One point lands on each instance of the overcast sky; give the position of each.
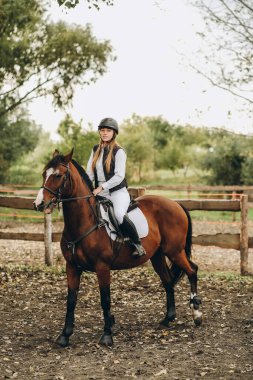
(150, 76)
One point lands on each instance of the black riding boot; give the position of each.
(128, 228)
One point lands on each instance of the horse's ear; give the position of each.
(68, 156)
(56, 152)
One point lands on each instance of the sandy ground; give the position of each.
(32, 309)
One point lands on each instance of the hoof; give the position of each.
(106, 340)
(62, 341)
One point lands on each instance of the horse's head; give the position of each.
(56, 182)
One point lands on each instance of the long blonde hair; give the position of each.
(108, 160)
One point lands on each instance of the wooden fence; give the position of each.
(239, 241)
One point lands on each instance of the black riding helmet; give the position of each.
(108, 122)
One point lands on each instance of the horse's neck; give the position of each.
(78, 213)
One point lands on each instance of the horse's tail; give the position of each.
(176, 272)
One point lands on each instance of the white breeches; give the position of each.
(121, 200)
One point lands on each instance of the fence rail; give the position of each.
(239, 242)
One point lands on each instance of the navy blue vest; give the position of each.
(112, 168)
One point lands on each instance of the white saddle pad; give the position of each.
(136, 216)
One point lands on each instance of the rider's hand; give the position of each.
(97, 190)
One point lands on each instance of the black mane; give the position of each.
(54, 162)
(83, 174)
(59, 159)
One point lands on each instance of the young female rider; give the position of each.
(107, 167)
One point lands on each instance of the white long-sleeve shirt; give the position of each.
(119, 171)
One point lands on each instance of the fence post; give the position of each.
(244, 239)
(48, 239)
(234, 214)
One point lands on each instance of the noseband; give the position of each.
(58, 192)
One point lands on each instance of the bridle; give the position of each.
(59, 199)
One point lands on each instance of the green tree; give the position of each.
(229, 26)
(29, 169)
(225, 161)
(91, 3)
(73, 135)
(136, 140)
(39, 58)
(18, 135)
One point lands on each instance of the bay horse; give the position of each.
(86, 245)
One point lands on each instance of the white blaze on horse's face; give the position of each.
(39, 199)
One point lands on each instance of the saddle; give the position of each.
(108, 208)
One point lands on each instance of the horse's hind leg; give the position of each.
(73, 278)
(191, 270)
(160, 266)
(103, 275)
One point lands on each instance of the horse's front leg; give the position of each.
(73, 279)
(105, 298)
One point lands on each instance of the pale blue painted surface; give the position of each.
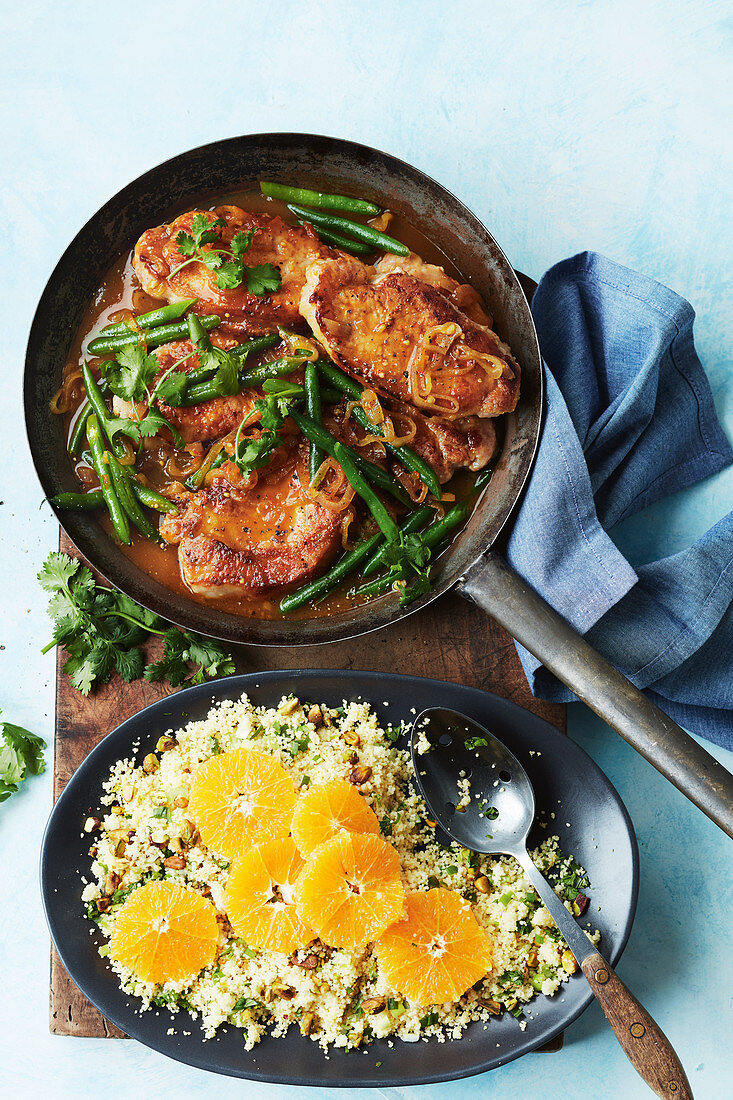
(565, 125)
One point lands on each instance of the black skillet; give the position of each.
(479, 574)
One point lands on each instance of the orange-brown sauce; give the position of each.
(121, 295)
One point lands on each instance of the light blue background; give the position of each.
(564, 125)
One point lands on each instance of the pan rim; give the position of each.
(205, 618)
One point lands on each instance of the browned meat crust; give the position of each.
(239, 541)
(407, 340)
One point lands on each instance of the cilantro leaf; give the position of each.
(131, 373)
(231, 272)
(212, 661)
(255, 453)
(241, 242)
(171, 389)
(57, 570)
(21, 755)
(262, 278)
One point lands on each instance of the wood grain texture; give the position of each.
(450, 639)
(644, 1043)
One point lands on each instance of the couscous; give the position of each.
(146, 833)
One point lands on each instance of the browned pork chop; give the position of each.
(461, 295)
(239, 541)
(287, 248)
(448, 446)
(407, 340)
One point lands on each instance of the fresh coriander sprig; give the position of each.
(21, 755)
(102, 630)
(230, 272)
(274, 408)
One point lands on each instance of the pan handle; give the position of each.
(512, 602)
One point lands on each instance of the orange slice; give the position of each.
(259, 898)
(328, 807)
(240, 798)
(349, 890)
(438, 953)
(164, 932)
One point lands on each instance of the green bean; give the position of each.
(358, 248)
(382, 583)
(402, 453)
(198, 334)
(214, 459)
(204, 373)
(318, 199)
(94, 498)
(100, 461)
(414, 523)
(127, 498)
(430, 538)
(375, 474)
(326, 583)
(162, 316)
(275, 369)
(153, 338)
(361, 486)
(204, 392)
(313, 409)
(97, 402)
(79, 433)
(353, 229)
(455, 516)
(329, 396)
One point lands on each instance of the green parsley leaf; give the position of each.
(231, 272)
(171, 389)
(131, 373)
(21, 755)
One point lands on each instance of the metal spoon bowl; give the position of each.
(450, 751)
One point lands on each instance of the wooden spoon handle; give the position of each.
(646, 1046)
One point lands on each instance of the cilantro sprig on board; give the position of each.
(104, 630)
(21, 755)
(230, 268)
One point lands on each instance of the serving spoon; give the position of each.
(498, 821)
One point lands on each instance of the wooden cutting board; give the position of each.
(450, 639)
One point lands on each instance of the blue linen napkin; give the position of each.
(630, 419)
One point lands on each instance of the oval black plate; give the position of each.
(566, 780)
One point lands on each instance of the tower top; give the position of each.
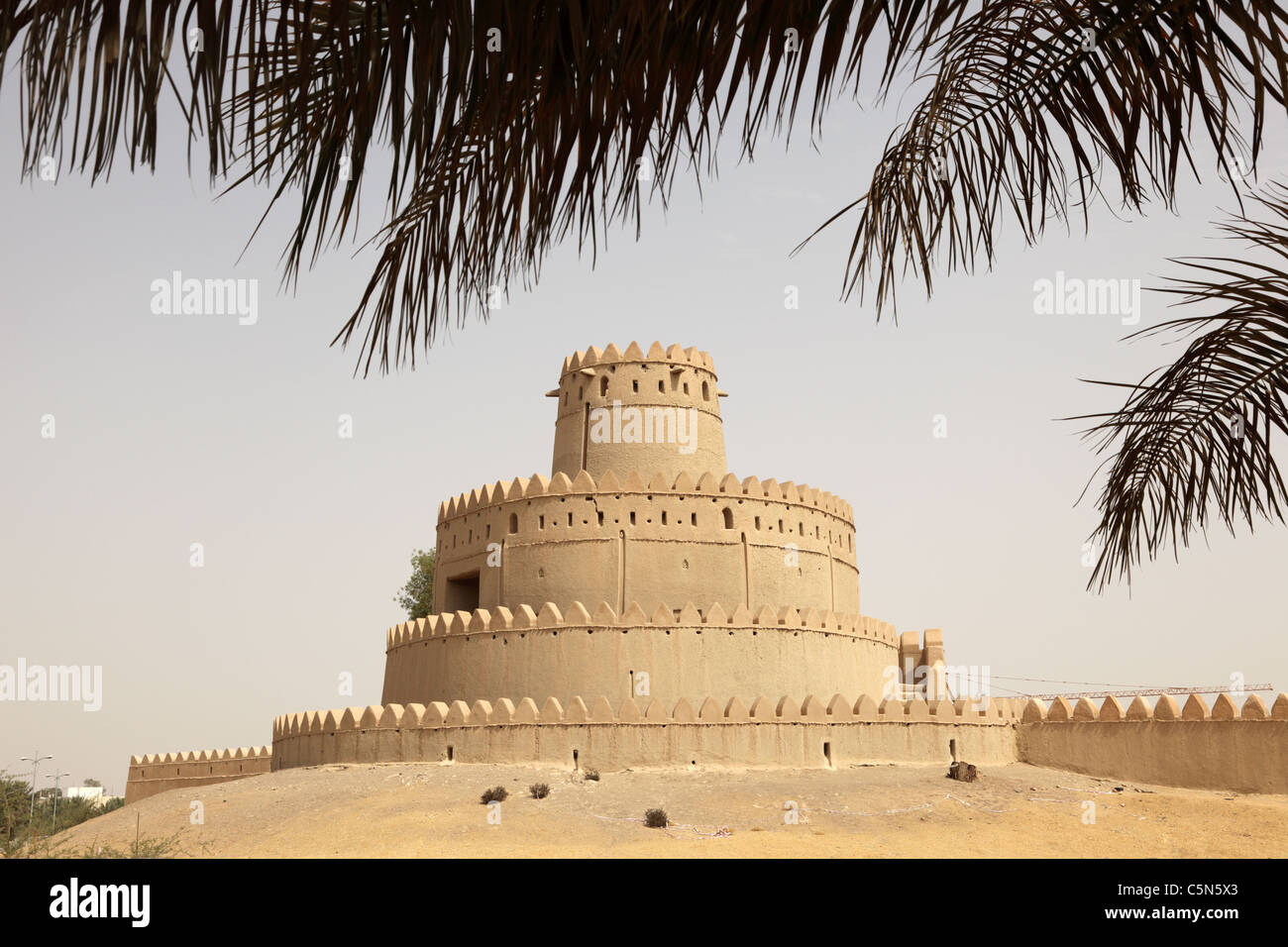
(593, 356)
(629, 410)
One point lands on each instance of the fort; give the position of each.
(642, 605)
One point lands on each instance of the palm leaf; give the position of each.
(1031, 99)
(1192, 442)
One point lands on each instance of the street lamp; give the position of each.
(35, 762)
(53, 822)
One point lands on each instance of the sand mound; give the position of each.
(425, 809)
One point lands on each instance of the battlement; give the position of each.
(154, 774)
(1219, 748)
(605, 735)
(600, 710)
(708, 483)
(634, 411)
(1166, 709)
(550, 616)
(610, 355)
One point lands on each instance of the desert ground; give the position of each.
(426, 809)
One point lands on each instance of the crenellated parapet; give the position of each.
(483, 621)
(1223, 746)
(662, 538)
(784, 731)
(609, 482)
(156, 774)
(1166, 709)
(635, 410)
(669, 654)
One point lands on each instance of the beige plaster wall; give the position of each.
(768, 733)
(160, 772)
(1219, 749)
(671, 380)
(755, 543)
(668, 656)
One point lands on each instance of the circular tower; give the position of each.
(642, 558)
(629, 411)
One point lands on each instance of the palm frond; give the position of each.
(1192, 442)
(1030, 99)
(511, 125)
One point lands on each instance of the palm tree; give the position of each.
(516, 125)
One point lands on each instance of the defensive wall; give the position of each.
(674, 654)
(160, 772)
(782, 732)
(1224, 748)
(1227, 748)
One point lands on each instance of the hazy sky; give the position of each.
(180, 429)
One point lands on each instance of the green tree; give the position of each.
(416, 596)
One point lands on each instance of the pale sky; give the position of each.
(180, 429)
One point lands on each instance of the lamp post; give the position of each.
(53, 822)
(35, 762)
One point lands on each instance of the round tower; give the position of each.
(656, 412)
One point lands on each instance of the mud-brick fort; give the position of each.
(642, 605)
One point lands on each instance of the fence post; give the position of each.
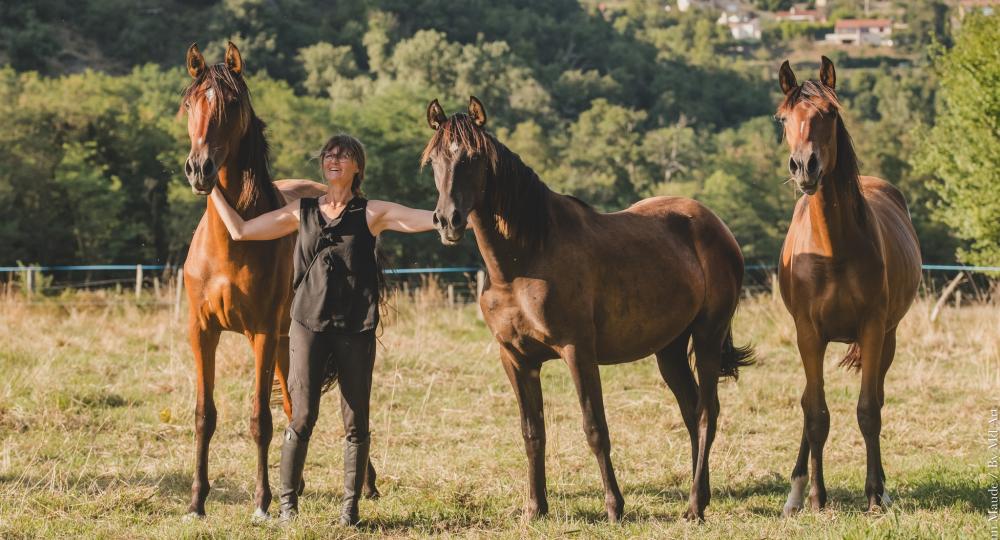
(177, 294)
(480, 285)
(138, 281)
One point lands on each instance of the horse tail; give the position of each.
(733, 357)
(278, 399)
(852, 360)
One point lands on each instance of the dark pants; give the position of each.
(312, 354)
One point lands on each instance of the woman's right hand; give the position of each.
(274, 224)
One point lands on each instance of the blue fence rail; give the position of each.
(30, 278)
(434, 270)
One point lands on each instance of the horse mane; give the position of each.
(516, 197)
(254, 160)
(818, 95)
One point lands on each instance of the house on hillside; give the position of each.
(986, 7)
(797, 14)
(743, 25)
(875, 32)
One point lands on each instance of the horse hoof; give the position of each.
(791, 509)
(696, 517)
(880, 504)
(533, 512)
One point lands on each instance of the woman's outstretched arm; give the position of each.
(274, 224)
(387, 216)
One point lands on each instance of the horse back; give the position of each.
(638, 277)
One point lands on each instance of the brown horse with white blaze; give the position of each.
(243, 287)
(565, 281)
(849, 270)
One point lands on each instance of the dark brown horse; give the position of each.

PROBLEM TO WORK ON →
Replace "position" with "location" in every one of the entries above and change nothing else. Leave the pictures out of the result.

ANSWER →
One point lands on each instance of the overcast sky; give the location of each.
(150, 76)
One point lands on each instance of the black riding boot; give the location of each.
(128, 228)
One point lands on each instance of the horse's ear; give the location of each.
(68, 156)
(56, 152)
One point lands on each instance of the sandy ground; give the location of each.
(32, 309)
One point lands on each instance of the hoof; give the location of each.
(106, 340)
(62, 341)
One point lands on each instance of the horse's head; give the location of each.
(56, 182)
One point lands on each instance of the long blonde hair; give the location of each.
(108, 160)
One point lands on each instance of the wooden fence; give the location of each.
(239, 241)
One point lands on each instance of the black riding helmet; give the location of each.
(108, 122)
One point lands on each instance of the horse's neck; give the location of each.
(78, 213)
One point lands on each instance of the horse's tail; give the location of each.
(176, 272)
One point lands on each instance of the white breeches; give the location of each.
(121, 200)
One point lands on each instance of the fence rail; give the location of each.
(239, 242)
One point lands on each instance of the navy blue vest; give the location of each.
(112, 168)
One point lands on each instance of the white saddle pad; give the location of each.
(136, 216)
One point lands on each instance of the rider's hand; give the location of each.
(97, 190)
One point lands on each instance of the black mane; give the location of each.
(54, 162)
(83, 174)
(59, 159)
One point lands on each instance of the young female rider; give the location of each.
(107, 167)
One point lands on each instance of the white long-sleeve shirt; give the location of each.
(119, 171)
One point lands on each instance of the fence post; give the location of each.
(244, 239)
(48, 239)
(234, 214)
One point lands on each instance of the noseband; give the location of each.
(58, 192)
One point lands on each instance of the bridle; give the location of each.
(59, 199)
One point lands on each instance of the green tree; give the location of each.
(229, 26)
(29, 169)
(225, 161)
(91, 3)
(73, 135)
(136, 140)
(39, 58)
(18, 135)
One point lands on each instance of the bay horse; give the location of each.
(86, 245)
One point lands on each instance of the white blaze on horse's face; give the location of each.
(39, 199)
One point lands on each instance of the saddle; give the location of each.
(108, 208)
One point lands on each instance of the horse's hind leg; give the location of each.
(73, 278)
(191, 270)
(160, 266)
(103, 275)
One point lands on each instance of the horse's front leg; give the location of each.
(73, 279)
(105, 298)
One point lands on each instance of the pale blue painted surface; give the location of each.
(565, 125)
One point lands on each instance of the black skillet; give the location of each.
(479, 574)
One point lands on each instance of the orange-brown sauce; give the location of each.
(121, 295)
One point lands on each instance of the light blue background; give the location of each.
(564, 125)
One point lands on each instance of the pan rim; give the location of each.
(205, 618)
One point lands on each instance of the browned meat crust; give the location of each.
(239, 541)
(407, 340)
One point lands on each instance of the cilantro leaf; give the location of each.
(131, 373)
(231, 272)
(212, 661)
(255, 453)
(241, 242)
(171, 389)
(57, 570)
(21, 755)
(262, 278)
One point lands on each instance of the wood grain texture; give the location of each.
(450, 639)
(644, 1043)
One point lands on each instance of the couscous; give the location of each.
(146, 833)
One point lands on each instance of the browned pork chop; give the location of each.
(461, 295)
(239, 541)
(287, 248)
(448, 446)
(407, 340)
One point lands on each instance of the fresh coriander sprig; give the location of each.
(21, 755)
(102, 630)
(230, 272)
(274, 408)
One point lands on each instance of the pan handle; give the location of each.
(512, 602)
One point lands on each instance of the orange slice; give the location of each.
(259, 898)
(328, 807)
(240, 798)
(349, 890)
(438, 953)
(164, 932)
One point lands on each instance of the green bean; give the location of each.
(358, 248)
(382, 583)
(402, 453)
(198, 334)
(214, 459)
(204, 373)
(318, 199)
(94, 498)
(100, 461)
(414, 523)
(127, 498)
(430, 538)
(375, 474)
(326, 583)
(162, 316)
(275, 369)
(153, 338)
(361, 486)
(204, 392)
(313, 409)
(97, 402)
(79, 433)
(353, 229)
(455, 516)
(329, 396)
One point lands on each instance of the green parsley leaf; give the location of each.
(231, 272)
(171, 389)
(131, 373)
(21, 755)
One point lands on each instance of the metal spoon bowl; give the location of each.
(450, 751)
One point lands on each instance of the wooden spoon handle; give the location of each.
(646, 1046)
One point lands on each instance of the cilantro sprig on board; give the location of each.
(104, 630)
(21, 755)
(230, 268)
One point lands on each instance of the serving spoon; give the location of each.
(498, 821)
One point lands on each instance of the wooden cutting board; give the location of each.
(450, 639)
One point lands on each instance of the blue linen napkin; give the location of each.
(630, 419)
One point lands on each instance of the oval black plate; give the location of each.
(566, 780)
One point lands on each instance of the tower top; give the location of each.
(593, 356)
(629, 410)
One point lands on each instance of the fort; give the location of each.
(642, 605)
One point lands on each instance of the palm leaf; give the location of each.
(1031, 99)
(1192, 442)
One point lands on each instance of the street lamp; give the location of each.
(35, 762)
(53, 822)
One point lands on each instance of the sand mound; give the location of each.
(425, 809)
One point lands on each instance of the battlement; give the location of each.
(154, 774)
(1219, 748)
(605, 735)
(600, 710)
(708, 483)
(634, 411)
(1166, 709)
(550, 616)
(610, 355)
One point lands on each instance of the desert ground; give the location of each.
(426, 809)
One point lands on each instance of the crenellated parapet; give the location of each.
(483, 621)
(1223, 746)
(662, 538)
(784, 731)
(609, 482)
(156, 774)
(1166, 709)
(635, 410)
(669, 654)
One point lands on each instance of the beige plaster wall; give the location of each.
(768, 733)
(160, 772)
(1219, 749)
(671, 380)
(755, 543)
(668, 656)
One point lands on each instance of the circular tower; give the location of each.
(642, 558)
(629, 411)
One point lands on each instance of the palm frond; give the location of each.
(1192, 442)
(1030, 99)
(511, 125)
One point lands on each instance of the palm tree; give the location of each.
(516, 125)
One point lands on each instance of the defensive wall; give the location of each.
(674, 654)
(160, 772)
(782, 732)
(1224, 748)
(1227, 748)
One point lands on each instance of the hazy sky; give the location of each.
(180, 429)
One point lands on each instance of the green tree; give the location of each.
(416, 596)
One point lands on each instance of the pale sky; give the location of each.
(180, 429)
One point lands on each instance of the lamp post; give the location of each.
(53, 822)
(35, 762)
One point lands on each instance of the round tower; give the location of each.
(656, 412)
One point lands on each instance of the mud-brick fort; give the location of each.
(642, 605)
One point lands on each instance of the fence post; give the location of each.
(177, 294)
(480, 285)
(138, 281)
One point lands on each instance of the horse tail; give the location of each.
(733, 357)
(278, 399)
(852, 360)
One point lands on each instance of the dark pants; give the location of each.
(312, 354)
One point lands on each instance of the woman's right hand; give the location of each.
(274, 224)
One point lands on each instance of the blue fence rail; give the location of each.
(30, 278)
(434, 270)
One point lands on each instance of the horse mane; give the location of each.
(516, 197)
(254, 160)
(818, 95)
One point lands on each instance of the house on hillside; give the location of each.
(986, 7)
(797, 14)
(743, 25)
(875, 32)
One point lands on each instance of the horse hoof; give the location of each.
(791, 509)
(696, 517)
(880, 504)
(533, 512)
One point lands on each instance of the woman's outstretched arm; give the location of each.
(274, 224)
(387, 216)
One point lands on each instance of the horse back; give the location of each.
(638, 277)
One point lands on each instance of the brown horse with white blaze; give the location of each.
(243, 287)
(565, 281)
(849, 270)
One point lands on each instance of the dark brown horse; give the location of each.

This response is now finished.